* Problem to solve *
Only the text should come through, so restate the listing exactly and drop its images.

* Data for this exercise *
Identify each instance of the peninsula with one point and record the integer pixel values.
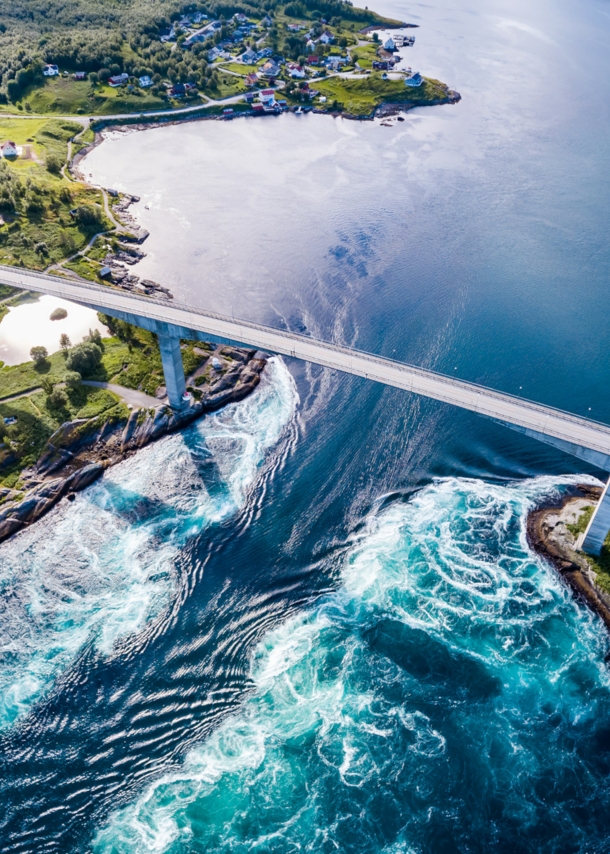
(66, 416)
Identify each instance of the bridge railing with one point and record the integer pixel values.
(162, 310)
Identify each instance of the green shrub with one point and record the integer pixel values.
(39, 354)
(84, 358)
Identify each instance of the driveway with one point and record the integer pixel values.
(129, 395)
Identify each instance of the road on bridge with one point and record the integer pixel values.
(587, 439)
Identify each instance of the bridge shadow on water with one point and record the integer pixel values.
(110, 725)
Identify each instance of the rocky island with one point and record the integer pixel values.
(106, 429)
(553, 532)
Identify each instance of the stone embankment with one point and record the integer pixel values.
(549, 534)
(80, 451)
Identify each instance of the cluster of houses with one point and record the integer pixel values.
(9, 149)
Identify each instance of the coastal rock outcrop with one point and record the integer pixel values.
(83, 449)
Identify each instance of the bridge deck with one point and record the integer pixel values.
(512, 410)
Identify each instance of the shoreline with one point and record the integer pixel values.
(83, 449)
(549, 536)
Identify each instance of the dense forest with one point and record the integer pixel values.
(105, 37)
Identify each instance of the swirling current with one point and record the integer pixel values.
(312, 622)
(450, 695)
(97, 570)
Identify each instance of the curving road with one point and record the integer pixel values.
(587, 439)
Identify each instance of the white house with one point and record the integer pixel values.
(269, 69)
(267, 97)
(118, 80)
(9, 149)
(414, 79)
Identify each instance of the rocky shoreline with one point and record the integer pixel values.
(80, 451)
(548, 534)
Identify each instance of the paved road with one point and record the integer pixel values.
(129, 395)
(169, 317)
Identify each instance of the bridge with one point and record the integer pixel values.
(581, 437)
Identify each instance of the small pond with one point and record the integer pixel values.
(29, 325)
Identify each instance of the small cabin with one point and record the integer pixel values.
(9, 149)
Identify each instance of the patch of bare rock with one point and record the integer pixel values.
(549, 535)
(80, 451)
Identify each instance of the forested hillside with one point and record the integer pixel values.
(106, 37)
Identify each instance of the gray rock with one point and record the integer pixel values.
(130, 428)
(83, 477)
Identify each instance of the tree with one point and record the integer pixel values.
(39, 354)
(53, 164)
(58, 399)
(72, 380)
(95, 337)
(89, 217)
(84, 358)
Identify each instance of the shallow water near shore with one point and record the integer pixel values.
(100, 569)
(363, 654)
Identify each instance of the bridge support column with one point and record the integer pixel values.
(598, 527)
(173, 371)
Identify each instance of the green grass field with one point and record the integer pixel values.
(239, 67)
(360, 96)
(66, 96)
(39, 234)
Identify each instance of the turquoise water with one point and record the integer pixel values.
(101, 569)
(432, 703)
(312, 622)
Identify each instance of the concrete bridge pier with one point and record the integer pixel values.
(171, 357)
(599, 525)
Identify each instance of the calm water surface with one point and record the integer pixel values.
(313, 622)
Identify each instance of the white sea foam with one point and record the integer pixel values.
(99, 569)
(443, 588)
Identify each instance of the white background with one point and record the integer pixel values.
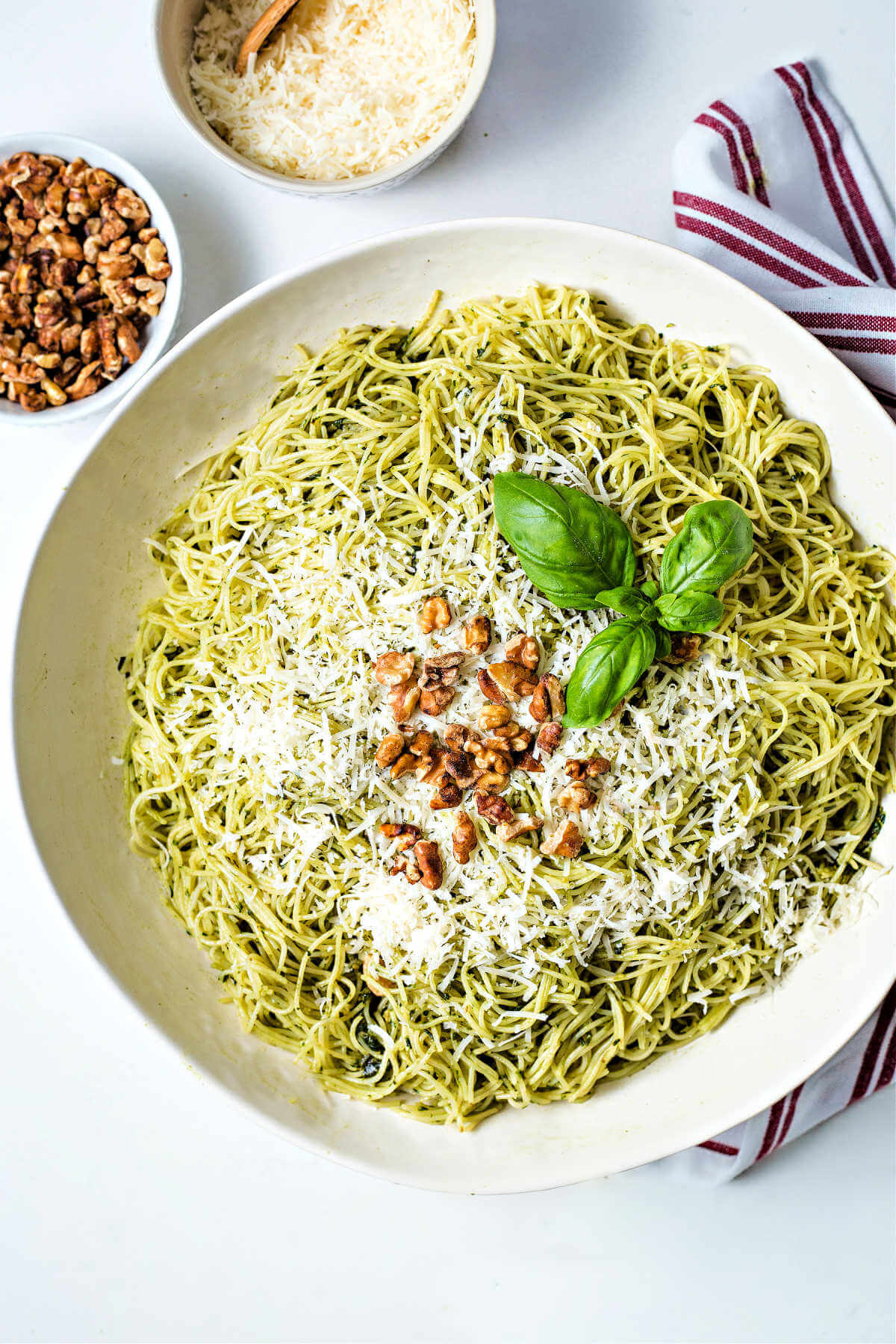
(134, 1203)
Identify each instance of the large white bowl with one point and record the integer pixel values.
(173, 35)
(92, 574)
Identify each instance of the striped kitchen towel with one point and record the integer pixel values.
(773, 187)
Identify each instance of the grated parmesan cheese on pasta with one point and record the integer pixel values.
(343, 87)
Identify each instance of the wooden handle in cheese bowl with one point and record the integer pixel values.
(260, 33)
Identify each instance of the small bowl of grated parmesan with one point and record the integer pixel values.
(344, 97)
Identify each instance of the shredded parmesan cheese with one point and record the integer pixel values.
(344, 87)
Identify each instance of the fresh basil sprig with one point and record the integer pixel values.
(579, 554)
(714, 544)
(570, 544)
(609, 667)
(689, 611)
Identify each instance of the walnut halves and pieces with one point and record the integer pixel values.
(81, 273)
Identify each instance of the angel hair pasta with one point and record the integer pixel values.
(741, 786)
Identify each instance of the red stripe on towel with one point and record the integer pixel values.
(771, 1129)
(715, 1147)
(747, 250)
(847, 322)
(768, 235)
(748, 147)
(734, 156)
(835, 196)
(853, 191)
(874, 1048)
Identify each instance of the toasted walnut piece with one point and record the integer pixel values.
(489, 688)
(441, 670)
(460, 766)
(390, 749)
(519, 827)
(152, 292)
(430, 863)
(87, 383)
(548, 699)
(393, 668)
(477, 635)
(89, 344)
(406, 863)
(63, 245)
(514, 737)
(131, 206)
(447, 796)
(460, 738)
(494, 757)
(127, 339)
(109, 352)
(464, 838)
(156, 260)
(421, 744)
(492, 808)
(514, 679)
(435, 615)
(494, 717)
(566, 841)
(432, 769)
(53, 391)
(375, 980)
(684, 648)
(403, 699)
(435, 699)
(576, 797)
(403, 765)
(33, 399)
(588, 769)
(523, 648)
(70, 339)
(406, 833)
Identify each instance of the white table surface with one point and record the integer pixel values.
(134, 1203)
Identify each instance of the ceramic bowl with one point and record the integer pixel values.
(92, 574)
(159, 329)
(173, 33)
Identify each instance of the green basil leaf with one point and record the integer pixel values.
(629, 601)
(714, 544)
(570, 544)
(608, 668)
(664, 643)
(697, 613)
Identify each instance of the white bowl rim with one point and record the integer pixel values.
(485, 15)
(161, 329)
(703, 1129)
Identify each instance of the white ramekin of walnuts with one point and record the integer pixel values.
(90, 277)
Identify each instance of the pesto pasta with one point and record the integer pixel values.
(743, 785)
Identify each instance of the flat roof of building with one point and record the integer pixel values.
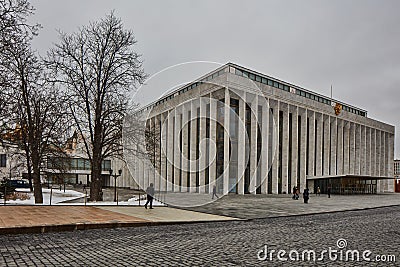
(257, 77)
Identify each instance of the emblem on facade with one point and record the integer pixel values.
(338, 109)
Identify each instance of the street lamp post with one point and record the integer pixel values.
(115, 182)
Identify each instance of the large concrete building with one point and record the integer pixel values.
(246, 132)
(397, 175)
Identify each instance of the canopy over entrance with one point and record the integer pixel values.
(346, 184)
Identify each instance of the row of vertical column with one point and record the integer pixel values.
(304, 143)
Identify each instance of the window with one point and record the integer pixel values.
(3, 160)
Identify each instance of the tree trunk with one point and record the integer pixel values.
(96, 193)
(37, 186)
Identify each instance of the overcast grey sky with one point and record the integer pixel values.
(353, 45)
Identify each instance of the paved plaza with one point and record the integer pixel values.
(232, 243)
(263, 206)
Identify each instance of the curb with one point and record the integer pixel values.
(40, 229)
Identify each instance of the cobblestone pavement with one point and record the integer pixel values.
(234, 243)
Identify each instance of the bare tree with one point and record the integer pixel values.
(13, 29)
(99, 68)
(36, 108)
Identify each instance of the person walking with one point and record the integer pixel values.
(150, 196)
(214, 192)
(306, 195)
(294, 192)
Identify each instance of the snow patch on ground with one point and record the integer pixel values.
(58, 197)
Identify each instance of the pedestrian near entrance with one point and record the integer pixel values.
(150, 196)
(306, 195)
(214, 192)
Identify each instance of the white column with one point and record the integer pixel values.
(368, 151)
(163, 152)
(213, 141)
(275, 148)
(382, 157)
(203, 146)
(177, 149)
(346, 147)
(295, 147)
(242, 159)
(340, 145)
(352, 147)
(373, 152)
(320, 121)
(227, 112)
(333, 140)
(358, 149)
(326, 148)
(303, 152)
(285, 148)
(311, 142)
(170, 150)
(253, 145)
(264, 147)
(378, 153)
(185, 147)
(193, 146)
(363, 151)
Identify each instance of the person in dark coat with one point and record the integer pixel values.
(214, 192)
(306, 195)
(150, 196)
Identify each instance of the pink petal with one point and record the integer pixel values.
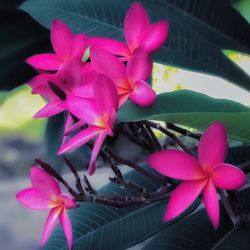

* Response *
Identify each instance of the peninsula with one point and record the integer pixel values.
(66, 416)
Identify each instance of the bridge railing with one point and record the integer pixel values.
(162, 310)
Identify each instance of the green shrub with one point and record the integer pixel values.
(39, 354)
(84, 358)
Identify each instance of the driveway with one point and record the integer pixel values.
(129, 395)
Identify each instance of the road on bridge with one point and record the integer pixel values.
(587, 439)
Identify each instance of the bridge shadow on water with one point and record the integer pixel values.
(110, 725)
Identify each instance of the rocky island with one point and record the integer pixel values.
(106, 429)
(553, 532)
Identify each instance of the stone embankment with one point and record the integer pixel values.
(549, 534)
(80, 451)
Identify each instance of the cluster of houses with one point and record the integer pixel values.
(9, 149)
Identify each instance of the coastal rock outcrop with one point and record the integer pixel values.
(83, 449)
Identify each instance of the bridge deck with one point and record the integer pixel values.
(512, 410)
Identify each instance of the shoreline with one point and record the integer pixel values.
(83, 449)
(549, 536)
Identify each instance of the dense forest with one point and record the integer pixel values.
(105, 37)
Identify each instance of the swirling current with one point and record the integer pixel values.
(312, 622)
(450, 695)
(97, 570)
Identify each instance of the curving road with one point and record the integer pixel values.
(587, 439)
Identify each instance of the white house with one point and record the integer pixel values.
(269, 69)
(267, 97)
(118, 80)
(9, 149)
(414, 79)
Identify each instance of the rocky shoreline with one point and record the integer pixel values.
(80, 451)
(548, 534)
Identify each instance of the paved road with one point and record the integer pixel values.
(129, 395)
(169, 317)
Identify each instance of the bridge with one point and record the integer pixel values.
(581, 437)
Identify each instance of the small pond with one point and record the integer pixel values.
(29, 325)
Identify each instance of the small cabin with one point and record the integer pixel values.
(9, 149)
Identify each instance of the patch of bare rock with one point and record the integer pixel values.
(549, 535)
(80, 451)
Identify each instance of the forested hillside with one point and record the integer pixel values.
(106, 37)
Identify each instance of the gray rock with one point and record the integer pixel values.
(130, 428)
(83, 477)
Identify each instance of the tree with one point and record the integer pixel values.
(39, 354)
(53, 164)
(58, 399)
(72, 380)
(95, 337)
(89, 217)
(84, 358)
Identify each instance of the shallow water near shore with one point and record the integer pixel values.
(100, 569)
(363, 654)
Identify each instance of the bridge support column with one point and record the integer pixel values.
(598, 527)
(173, 371)
Identify each instance of the green grass field with one point and record the integer pixel values.
(239, 67)
(360, 96)
(66, 96)
(39, 234)
Identify each instance of the turquoise water with one point and record the integer pixel values.
(101, 569)
(432, 703)
(312, 622)
Identify each instance of the concrete bridge pier with one point and record the integer pixel values.
(171, 357)
(599, 525)
Identify each instance of the calm water surface with one point and record the integer pixel values.
(313, 622)
Identify each instance of the white sea foam with one point and record the integer pixel values.
(99, 569)
(443, 588)
Identify each instance of the white background with one point and record the integer pixel values.
(134, 1203)
Identify each instance of the large white bowl with one point and record the integer pixel values.
(173, 35)
(92, 574)
Identify each instance of the striped kitchen towel with one point and record the integer pixel values.
(773, 187)
Identify each instance of the grated parmesan cheese on pasta with one point and record the integer pixel values.
(343, 87)
Identify each instance of the wooden handle in cheese bowl with one point and record the integer pixel values.
(260, 33)
Identify each instance of the small bowl of grated parmesan with one point and record the integer pixel values.
(344, 97)
Identify each instance of the shredded parmesan cheese with one point and record the integer pixel values.
(344, 87)
Identify each instance of the fresh basil sprig with one point and record the integer pixel values.
(579, 554)
(714, 544)
(570, 544)
(609, 667)
(689, 611)
Identify each instance of the walnut halves and pieces with one point and record the integer pixel values.
(81, 273)
Identify each instance of the angel hair pasta with one point and record the integer pixel values.
(741, 786)
Identify each instance of the red stripe on towel with one point and record the integer pixel values.
(771, 1129)
(715, 1147)
(747, 250)
(847, 322)
(768, 235)
(748, 147)
(734, 156)
(835, 196)
(853, 191)
(874, 1048)
Identify each instance of the toasted walnut piece with one point and record the integer pixel values.
(489, 688)
(441, 670)
(460, 766)
(390, 749)
(519, 827)
(152, 292)
(430, 863)
(87, 383)
(548, 699)
(393, 668)
(477, 635)
(89, 344)
(406, 863)
(63, 245)
(514, 737)
(131, 206)
(447, 796)
(460, 738)
(494, 757)
(127, 339)
(109, 352)
(464, 838)
(156, 260)
(421, 744)
(492, 808)
(514, 679)
(435, 615)
(494, 717)
(566, 841)
(432, 769)
(53, 391)
(375, 980)
(684, 648)
(403, 699)
(435, 699)
(576, 797)
(403, 765)
(33, 399)
(588, 769)
(523, 648)
(70, 339)
(406, 833)
Identify each instance of the white table surface with one point and record the integer pixel values.
(134, 1203)
Identify each instance of the ceramic bowl with one point and record the integer pixel values.
(92, 574)
(159, 329)
(173, 33)
Identify each instance of the green basil leaf with one point and record the integer pixel values.
(629, 601)
(714, 544)
(570, 544)
(608, 668)
(664, 643)
(697, 613)
Identify each instance of the white bowl rim with one point and record the integer pixel values.
(485, 15)
(161, 329)
(703, 1129)
Identify each instance of the white ramekin of walnuts with one point and record the integer pixel values.
(90, 277)
Identify each instance of the pesto pasta with one point and record the integer pixel values.
(743, 785)
Identify each instance of the flat roof of building with one point and record the integer pixel values.
(257, 77)
Identify each instance of the emblem on facade with one point and record the integer pixel values.
(338, 109)
Identify each instance of the street lamp post with one point and record the integer pixel values.
(115, 182)
Identify each instance of the large concrete building with one point and record the integer pixel values.
(246, 132)
(397, 175)
Identify each instance of the canopy over entrance with one point and record the integer pixel values.
(346, 184)
Identify each instance of the row of vertical column with one point and record the integer pixel values.
(304, 143)
Identify each instance of the window with one point and record the integer pixel values.
(3, 160)
Identify each instance of the tree trunk with one point and record the integer pixel values.
(96, 193)
(37, 186)
Identify each instance of the overcast grey sky with one point and record the integer pixel values.
(353, 45)
Identify each instance of the paved plaza with one point and record the integer pixel values.
(232, 243)
(263, 206)
Identify each instance of the curb with one point and record the integer pixel values.
(40, 229)
Identify each instance of the cobblestone pavement with one point and record the integer pixel values.
(234, 243)
Identify each instance of the bare tree with one point and record the integer pixel values.
(13, 29)
(99, 68)
(36, 108)
Identify each instance of the person walking with one point and record the integer pixel values.
(150, 196)
(214, 192)
(306, 195)
(294, 192)
Identify each instance of the snow patch on ground with one point and record the integer pixel values.
(58, 197)
Identify each instance of the pedestrian near entrance with one point and record the integer pixel values.
(150, 196)
(306, 195)
(214, 192)
Identify each instance of the white column with one point and record the integer pixel values.
(368, 151)
(163, 152)
(213, 141)
(275, 148)
(382, 157)
(203, 146)
(177, 149)
(346, 147)
(295, 147)
(242, 159)
(340, 145)
(352, 147)
(373, 152)
(320, 121)
(227, 112)
(333, 140)
(358, 149)
(326, 148)
(303, 152)
(285, 148)
(311, 142)
(170, 150)
(253, 145)
(264, 147)
(378, 153)
(185, 147)
(193, 146)
(363, 151)
Identify each instance of the person in dark coat with one point and record the integer pixel values.
(214, 192)
(306, 195)
(150, 196)
Identify each instance of the pink petal with one point and record the integer pixel values.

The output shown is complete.